## TASK STATEMENT
The answer must consist of each line below that contains the word "clicks", copied in full.

┌─ RECORDS FOR THIS EXERCISE

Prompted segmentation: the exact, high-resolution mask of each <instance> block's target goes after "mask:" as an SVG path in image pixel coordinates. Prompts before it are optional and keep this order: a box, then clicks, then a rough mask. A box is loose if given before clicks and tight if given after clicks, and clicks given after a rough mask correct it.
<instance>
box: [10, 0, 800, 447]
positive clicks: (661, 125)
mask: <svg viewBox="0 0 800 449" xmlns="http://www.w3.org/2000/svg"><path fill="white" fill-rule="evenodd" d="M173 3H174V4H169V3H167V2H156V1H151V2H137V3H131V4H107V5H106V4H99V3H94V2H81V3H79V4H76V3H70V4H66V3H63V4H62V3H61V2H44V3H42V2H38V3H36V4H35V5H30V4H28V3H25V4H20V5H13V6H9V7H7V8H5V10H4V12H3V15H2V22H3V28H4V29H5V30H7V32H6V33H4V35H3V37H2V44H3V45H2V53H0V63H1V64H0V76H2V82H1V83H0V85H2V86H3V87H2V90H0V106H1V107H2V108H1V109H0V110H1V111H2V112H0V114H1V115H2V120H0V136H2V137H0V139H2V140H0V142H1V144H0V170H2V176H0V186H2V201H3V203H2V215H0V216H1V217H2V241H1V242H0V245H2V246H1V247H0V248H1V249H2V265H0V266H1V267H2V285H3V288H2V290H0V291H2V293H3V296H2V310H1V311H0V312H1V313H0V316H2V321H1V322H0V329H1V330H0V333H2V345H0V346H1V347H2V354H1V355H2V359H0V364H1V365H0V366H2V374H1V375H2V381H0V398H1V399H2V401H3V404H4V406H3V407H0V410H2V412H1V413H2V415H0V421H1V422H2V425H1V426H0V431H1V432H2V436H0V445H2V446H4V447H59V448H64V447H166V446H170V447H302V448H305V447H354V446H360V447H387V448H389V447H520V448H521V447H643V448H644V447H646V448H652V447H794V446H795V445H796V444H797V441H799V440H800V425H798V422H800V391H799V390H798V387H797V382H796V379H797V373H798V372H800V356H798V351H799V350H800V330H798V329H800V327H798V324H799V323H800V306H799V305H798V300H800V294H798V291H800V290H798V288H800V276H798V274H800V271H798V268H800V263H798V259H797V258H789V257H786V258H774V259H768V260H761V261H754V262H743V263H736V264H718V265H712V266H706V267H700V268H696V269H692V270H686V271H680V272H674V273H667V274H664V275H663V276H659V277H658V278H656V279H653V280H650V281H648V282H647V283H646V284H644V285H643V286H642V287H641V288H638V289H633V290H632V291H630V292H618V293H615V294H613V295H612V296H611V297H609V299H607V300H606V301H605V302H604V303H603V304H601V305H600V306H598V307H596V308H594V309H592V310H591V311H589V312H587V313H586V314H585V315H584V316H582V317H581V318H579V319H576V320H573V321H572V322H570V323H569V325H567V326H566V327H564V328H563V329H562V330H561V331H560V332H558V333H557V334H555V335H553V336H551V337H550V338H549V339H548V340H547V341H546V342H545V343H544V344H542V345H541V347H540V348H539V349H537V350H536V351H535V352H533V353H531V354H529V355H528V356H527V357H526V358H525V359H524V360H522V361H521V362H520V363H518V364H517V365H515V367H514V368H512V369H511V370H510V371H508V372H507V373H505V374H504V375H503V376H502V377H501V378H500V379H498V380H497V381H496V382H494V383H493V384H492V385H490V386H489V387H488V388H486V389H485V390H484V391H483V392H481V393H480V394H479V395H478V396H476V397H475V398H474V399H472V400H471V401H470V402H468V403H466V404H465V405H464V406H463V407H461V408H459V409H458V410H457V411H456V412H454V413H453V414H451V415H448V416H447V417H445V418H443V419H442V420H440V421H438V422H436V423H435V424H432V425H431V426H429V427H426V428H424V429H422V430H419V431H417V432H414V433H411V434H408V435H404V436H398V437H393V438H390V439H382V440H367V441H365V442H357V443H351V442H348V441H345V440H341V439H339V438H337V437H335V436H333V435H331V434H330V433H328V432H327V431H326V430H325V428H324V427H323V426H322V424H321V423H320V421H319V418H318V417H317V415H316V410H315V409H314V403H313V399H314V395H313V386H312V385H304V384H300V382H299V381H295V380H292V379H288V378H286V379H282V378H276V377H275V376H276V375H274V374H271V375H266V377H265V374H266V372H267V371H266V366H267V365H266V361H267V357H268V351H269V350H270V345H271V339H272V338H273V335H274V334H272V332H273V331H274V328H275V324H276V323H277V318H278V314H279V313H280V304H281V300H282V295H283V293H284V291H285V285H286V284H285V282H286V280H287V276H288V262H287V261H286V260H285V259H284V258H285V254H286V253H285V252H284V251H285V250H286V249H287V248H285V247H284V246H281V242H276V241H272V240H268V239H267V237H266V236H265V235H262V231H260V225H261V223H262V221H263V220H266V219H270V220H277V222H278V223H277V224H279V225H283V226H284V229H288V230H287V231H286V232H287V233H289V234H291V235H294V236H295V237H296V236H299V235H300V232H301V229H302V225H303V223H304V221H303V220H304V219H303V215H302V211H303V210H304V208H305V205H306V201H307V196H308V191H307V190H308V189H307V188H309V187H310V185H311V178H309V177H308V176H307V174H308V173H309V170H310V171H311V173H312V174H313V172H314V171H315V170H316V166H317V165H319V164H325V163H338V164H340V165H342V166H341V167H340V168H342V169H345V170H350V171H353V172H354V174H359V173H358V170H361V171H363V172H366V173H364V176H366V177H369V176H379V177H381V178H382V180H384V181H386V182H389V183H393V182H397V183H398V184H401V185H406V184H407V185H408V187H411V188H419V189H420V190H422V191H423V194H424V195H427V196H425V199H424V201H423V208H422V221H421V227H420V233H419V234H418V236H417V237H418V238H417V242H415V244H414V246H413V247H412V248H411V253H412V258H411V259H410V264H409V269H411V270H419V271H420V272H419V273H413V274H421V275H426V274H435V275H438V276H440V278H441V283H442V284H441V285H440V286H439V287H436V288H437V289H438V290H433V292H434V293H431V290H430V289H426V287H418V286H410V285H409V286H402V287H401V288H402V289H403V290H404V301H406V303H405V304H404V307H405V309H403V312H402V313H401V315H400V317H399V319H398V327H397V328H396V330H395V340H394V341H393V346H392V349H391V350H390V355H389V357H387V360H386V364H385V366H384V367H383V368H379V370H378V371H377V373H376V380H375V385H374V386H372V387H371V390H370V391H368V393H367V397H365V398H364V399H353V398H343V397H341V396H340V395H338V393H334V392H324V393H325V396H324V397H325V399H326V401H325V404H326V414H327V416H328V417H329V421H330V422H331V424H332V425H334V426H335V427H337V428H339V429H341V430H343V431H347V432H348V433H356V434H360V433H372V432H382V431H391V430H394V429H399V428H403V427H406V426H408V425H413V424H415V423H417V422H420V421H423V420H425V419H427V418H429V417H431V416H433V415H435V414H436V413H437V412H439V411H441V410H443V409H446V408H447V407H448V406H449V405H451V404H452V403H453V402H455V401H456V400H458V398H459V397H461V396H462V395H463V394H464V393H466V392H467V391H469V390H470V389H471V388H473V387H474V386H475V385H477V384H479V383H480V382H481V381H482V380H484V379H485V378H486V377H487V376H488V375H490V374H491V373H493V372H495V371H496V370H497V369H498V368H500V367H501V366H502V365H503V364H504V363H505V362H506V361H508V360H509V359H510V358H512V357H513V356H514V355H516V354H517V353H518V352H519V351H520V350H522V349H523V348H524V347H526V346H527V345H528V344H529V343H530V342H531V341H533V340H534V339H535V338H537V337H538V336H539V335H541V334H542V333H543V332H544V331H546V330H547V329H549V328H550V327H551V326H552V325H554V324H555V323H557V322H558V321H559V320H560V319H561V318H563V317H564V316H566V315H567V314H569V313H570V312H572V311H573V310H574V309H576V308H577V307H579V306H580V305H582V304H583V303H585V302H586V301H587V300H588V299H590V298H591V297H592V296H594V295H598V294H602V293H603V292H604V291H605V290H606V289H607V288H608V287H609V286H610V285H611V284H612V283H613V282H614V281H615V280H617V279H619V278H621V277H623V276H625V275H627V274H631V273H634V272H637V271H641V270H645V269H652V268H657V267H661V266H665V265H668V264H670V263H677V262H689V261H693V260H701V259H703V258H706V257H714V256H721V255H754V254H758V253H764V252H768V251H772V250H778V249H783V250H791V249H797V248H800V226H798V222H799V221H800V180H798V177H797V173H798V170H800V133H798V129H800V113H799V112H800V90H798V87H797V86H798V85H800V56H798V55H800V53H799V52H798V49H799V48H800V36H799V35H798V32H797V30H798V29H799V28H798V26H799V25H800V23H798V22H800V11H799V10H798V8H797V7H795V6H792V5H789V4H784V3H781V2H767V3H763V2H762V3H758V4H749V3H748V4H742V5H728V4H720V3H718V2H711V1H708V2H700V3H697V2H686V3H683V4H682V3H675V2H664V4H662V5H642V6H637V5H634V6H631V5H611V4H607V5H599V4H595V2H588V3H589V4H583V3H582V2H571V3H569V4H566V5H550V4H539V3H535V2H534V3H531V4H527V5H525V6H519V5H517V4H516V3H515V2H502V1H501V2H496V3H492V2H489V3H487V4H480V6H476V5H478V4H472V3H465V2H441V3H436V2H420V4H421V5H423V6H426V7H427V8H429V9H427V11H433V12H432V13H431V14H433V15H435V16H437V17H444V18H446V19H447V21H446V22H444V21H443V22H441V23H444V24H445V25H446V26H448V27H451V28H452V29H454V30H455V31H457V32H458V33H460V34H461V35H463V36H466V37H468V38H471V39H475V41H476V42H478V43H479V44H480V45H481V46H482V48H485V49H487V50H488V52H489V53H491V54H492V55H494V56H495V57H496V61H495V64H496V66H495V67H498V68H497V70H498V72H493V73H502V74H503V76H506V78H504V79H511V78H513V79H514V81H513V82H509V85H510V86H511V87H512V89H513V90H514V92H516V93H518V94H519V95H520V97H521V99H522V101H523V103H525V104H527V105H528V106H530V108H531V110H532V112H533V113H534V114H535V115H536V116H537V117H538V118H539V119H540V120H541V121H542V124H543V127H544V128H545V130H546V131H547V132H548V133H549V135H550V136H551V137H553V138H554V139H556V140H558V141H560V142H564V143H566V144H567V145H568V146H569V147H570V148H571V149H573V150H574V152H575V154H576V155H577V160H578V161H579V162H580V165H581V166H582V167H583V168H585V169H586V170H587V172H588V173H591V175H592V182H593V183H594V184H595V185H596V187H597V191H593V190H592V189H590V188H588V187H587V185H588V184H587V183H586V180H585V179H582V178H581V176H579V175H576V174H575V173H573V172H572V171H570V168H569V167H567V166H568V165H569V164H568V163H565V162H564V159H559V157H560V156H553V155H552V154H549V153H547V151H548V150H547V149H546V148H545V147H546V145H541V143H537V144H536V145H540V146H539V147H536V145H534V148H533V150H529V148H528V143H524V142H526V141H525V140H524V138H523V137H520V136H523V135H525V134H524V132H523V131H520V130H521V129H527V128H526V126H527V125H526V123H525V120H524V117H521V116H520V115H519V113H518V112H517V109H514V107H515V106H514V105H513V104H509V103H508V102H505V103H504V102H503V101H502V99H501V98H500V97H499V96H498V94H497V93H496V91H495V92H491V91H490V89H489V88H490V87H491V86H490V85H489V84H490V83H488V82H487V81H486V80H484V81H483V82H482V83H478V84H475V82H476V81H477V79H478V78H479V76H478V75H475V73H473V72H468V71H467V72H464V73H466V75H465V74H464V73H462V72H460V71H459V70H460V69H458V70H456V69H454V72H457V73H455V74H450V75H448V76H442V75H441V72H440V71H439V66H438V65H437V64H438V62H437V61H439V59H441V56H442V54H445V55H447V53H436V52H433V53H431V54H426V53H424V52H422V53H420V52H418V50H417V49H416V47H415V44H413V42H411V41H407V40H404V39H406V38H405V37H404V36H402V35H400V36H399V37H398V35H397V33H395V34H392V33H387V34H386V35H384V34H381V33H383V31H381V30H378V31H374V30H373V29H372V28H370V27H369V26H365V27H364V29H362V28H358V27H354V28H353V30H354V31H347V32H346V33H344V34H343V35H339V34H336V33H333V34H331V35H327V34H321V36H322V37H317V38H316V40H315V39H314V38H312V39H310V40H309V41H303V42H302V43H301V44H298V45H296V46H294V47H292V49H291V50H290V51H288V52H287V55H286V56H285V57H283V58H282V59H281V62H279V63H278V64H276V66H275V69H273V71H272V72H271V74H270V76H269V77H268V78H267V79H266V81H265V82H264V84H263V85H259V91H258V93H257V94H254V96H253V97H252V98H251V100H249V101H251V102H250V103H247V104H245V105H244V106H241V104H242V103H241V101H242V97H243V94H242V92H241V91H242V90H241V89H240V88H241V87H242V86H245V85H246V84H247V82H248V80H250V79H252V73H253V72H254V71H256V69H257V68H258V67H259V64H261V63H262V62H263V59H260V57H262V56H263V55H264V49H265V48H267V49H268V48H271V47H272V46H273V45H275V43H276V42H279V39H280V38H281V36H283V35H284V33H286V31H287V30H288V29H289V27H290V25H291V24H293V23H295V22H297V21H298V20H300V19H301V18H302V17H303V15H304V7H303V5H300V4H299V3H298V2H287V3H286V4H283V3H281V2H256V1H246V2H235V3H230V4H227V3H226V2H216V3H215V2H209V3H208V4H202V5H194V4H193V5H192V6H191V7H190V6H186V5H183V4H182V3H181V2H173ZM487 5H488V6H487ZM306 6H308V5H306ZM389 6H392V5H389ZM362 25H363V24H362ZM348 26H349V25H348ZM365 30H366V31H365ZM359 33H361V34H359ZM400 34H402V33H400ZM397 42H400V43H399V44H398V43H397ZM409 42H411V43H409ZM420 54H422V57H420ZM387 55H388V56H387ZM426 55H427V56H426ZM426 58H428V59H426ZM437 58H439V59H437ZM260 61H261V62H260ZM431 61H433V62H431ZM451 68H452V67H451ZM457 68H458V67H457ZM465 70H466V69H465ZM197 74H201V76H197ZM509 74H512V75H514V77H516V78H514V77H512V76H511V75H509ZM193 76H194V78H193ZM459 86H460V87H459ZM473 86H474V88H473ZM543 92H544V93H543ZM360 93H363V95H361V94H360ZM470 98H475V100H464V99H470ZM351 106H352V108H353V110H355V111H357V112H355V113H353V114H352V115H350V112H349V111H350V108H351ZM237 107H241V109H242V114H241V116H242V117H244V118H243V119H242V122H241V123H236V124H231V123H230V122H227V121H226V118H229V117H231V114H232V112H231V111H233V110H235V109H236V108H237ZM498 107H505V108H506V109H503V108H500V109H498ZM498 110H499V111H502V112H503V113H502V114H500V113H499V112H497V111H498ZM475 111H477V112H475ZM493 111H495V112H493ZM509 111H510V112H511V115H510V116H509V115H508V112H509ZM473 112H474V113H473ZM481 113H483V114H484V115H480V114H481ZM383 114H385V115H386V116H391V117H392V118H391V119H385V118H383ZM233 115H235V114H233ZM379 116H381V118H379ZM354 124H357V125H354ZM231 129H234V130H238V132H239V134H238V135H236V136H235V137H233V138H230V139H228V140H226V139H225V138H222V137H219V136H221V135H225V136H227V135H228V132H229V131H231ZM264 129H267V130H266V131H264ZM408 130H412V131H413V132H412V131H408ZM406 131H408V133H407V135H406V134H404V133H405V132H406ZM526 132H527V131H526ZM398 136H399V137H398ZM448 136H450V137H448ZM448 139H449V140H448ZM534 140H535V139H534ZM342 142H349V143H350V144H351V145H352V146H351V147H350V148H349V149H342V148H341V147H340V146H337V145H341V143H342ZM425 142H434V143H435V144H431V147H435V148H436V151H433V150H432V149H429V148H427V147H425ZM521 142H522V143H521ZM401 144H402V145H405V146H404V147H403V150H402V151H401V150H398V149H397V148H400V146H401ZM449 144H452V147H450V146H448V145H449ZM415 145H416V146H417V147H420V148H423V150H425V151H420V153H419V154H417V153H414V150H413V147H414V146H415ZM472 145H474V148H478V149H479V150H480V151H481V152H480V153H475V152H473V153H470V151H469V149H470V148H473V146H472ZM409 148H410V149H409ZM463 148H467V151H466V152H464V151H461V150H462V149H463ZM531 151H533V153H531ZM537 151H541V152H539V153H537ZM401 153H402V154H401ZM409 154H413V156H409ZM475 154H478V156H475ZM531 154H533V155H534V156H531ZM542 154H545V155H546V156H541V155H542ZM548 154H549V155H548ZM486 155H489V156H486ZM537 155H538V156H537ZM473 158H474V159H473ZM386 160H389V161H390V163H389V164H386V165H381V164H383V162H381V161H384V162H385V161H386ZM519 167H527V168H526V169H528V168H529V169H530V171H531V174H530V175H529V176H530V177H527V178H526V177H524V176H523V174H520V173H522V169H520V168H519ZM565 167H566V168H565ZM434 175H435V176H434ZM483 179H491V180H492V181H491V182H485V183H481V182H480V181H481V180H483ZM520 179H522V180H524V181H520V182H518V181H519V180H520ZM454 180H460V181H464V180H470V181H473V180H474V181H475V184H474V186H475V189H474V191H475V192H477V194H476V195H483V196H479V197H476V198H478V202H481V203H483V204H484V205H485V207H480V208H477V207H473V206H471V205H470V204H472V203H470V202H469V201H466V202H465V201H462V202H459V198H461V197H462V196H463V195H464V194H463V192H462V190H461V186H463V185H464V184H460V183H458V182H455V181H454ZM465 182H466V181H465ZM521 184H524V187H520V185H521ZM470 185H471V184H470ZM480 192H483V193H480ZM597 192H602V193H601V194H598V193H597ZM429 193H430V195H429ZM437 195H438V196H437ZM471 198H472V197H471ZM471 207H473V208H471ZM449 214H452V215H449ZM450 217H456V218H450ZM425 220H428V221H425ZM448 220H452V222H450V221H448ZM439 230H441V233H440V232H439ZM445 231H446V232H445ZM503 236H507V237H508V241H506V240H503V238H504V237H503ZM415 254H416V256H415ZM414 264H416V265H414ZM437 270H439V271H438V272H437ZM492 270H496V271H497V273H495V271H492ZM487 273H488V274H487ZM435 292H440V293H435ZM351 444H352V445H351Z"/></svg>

└─

## REPLY TO THE EXERCISE
Prompted segmentation: the exact, high-resolution mask of each <instance> block's target goes after "mask:" as an SVG path in image pixel coordinates. Prompts before it are optional and keep this order: a box, then clicks, then a rough mask. A box is loose if given before clicks and tight if given after clicks, and clicks given after a rough mask correct it.
positive clicks: (661, 125)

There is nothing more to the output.